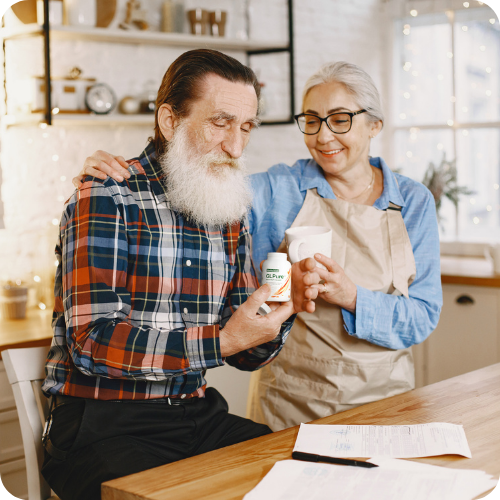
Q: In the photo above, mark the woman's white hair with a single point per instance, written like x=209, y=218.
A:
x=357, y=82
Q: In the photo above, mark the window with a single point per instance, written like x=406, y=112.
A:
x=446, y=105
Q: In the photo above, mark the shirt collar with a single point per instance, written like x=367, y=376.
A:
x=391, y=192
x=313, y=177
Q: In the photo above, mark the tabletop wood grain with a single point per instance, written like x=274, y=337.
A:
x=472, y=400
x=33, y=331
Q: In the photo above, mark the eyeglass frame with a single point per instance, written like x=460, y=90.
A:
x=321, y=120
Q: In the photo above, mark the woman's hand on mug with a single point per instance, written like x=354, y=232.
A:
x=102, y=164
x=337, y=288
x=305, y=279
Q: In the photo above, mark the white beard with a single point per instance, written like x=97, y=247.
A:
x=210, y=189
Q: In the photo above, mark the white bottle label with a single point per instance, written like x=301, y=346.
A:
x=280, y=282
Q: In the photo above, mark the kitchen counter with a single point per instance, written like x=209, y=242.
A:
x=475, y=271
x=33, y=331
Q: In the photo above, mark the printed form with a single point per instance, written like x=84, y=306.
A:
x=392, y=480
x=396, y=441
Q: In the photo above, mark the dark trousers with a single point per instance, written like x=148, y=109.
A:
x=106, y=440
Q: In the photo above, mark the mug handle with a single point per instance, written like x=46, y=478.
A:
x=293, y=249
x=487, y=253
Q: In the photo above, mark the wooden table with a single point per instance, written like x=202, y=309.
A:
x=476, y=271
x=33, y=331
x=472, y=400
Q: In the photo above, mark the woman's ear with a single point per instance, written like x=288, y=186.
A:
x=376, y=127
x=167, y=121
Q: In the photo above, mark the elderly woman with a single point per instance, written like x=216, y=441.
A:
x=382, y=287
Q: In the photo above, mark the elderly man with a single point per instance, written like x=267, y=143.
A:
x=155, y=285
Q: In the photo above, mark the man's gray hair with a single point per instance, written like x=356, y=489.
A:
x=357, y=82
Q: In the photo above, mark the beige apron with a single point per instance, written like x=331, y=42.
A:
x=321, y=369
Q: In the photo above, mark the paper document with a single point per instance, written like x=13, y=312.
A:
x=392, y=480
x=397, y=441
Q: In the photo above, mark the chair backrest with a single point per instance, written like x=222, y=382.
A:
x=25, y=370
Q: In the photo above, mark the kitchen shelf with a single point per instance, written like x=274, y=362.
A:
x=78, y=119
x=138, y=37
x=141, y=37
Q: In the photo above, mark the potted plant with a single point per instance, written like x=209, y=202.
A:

##############################

- [SHORT TASK]: Rewrite all the records with "photo" changed to "image" wherever it occurs and everything else unchanged. Omit the pictures.

- [RESPONSE TO THIS EXERCISE]:
Q: In the image above, mark the woman's white hair with a single point per instance, written like x=209, y=218.
A:
x=357, y=82
Q: In the image above, mark the window with a single point per instance, written like x=406, y=112.
A:
x=446, y=105
Q: In the image above, mark the shirt collar with a single point per instance, written like x=367, y=376.
A:
x=391, y=192
x=313, y=177
Q: In the image above, mark the tabletop wood grain with a single point per instance, written like x=274, y=337.
A:
x=472, y=400
x=33, y=331
Q: In the image above, mark the eyeglass frame with a single point per instance, written like x=460, y=90.
A:
x=321, y=120
Q: In the image above, mark the woman's hand on mug with a single point per instance, written like x=354, y=232.
A:
x=102, y=164
x=337, y=288
x=305, y=279
Q: In the image above, mark the white beard with a single point per instance, written like x=97, y=247.
A:
x=210, y=189
Q: In the image above, mark the white bottle label with a single point per instance, written like x=301, y=346.
A:
x=280, y=282
Q: In the image above, mark the kitchen counter with a single point per instance, written like x=209, y=242.
A:
x=475, y=271
x=33, y=331
Q: In the image above, mark the printed form with a single point per instance, written like x=84, y=306.
A:
x=392, y=480
x=396, y=441
Q: In the image above, mark the dark trousers with a single point per instance, written like x=148, y=109.
A:
x=106, y=440
Q: In the image above, mark the mug handle with a single point per instance, written like x=46, y=478.
A:
x=293, y=249
x=487, y=253
Q: In the image above, mark the wooden table with a single point per instance, written like x=202, y=309.
A:
x=476, y=271
x=33, y=331
x=472, y=400
Q: In the image above, mark the woman's ear with a single point per instance, written like x=288, y=186.
A:
x=376, y=127
x=167, y=121
Q: In the image above, mark the elderly woman with a single point per instance, written like x=216, y=441.
A:
x=382, y=287
Q: In the image above, mark the elderly man with a single point per instance, written like x=267, y=143.
A:
x=155, y=285
Q: In the image above, mark the man's gray hair with a single point per instance, written like x=356, y=489.
A:
x=357, y=82
Q: In the image above, mark the beige apron with a single point per instance, written like x=331, y=42.
A:
x=321, y=369
Q: In the image above, mark the paper document with a single point per instance, written like x=13, y=312.
A:
x=392, y=480
x=397, y=441
Q: In the image above, mark the chair backrest with a single point per instance, written like x=222, y=382.
A:
x=25, y=370
Q: In the image above, mark the kitchen shelf with a single point per instance, written like x=274, y=362.
A:
x=78, y=119
x=138, y=37
x=141, y=37
Q: In the image above, mark the potted plant with a single point per instance, written like x=209, y=202.
A:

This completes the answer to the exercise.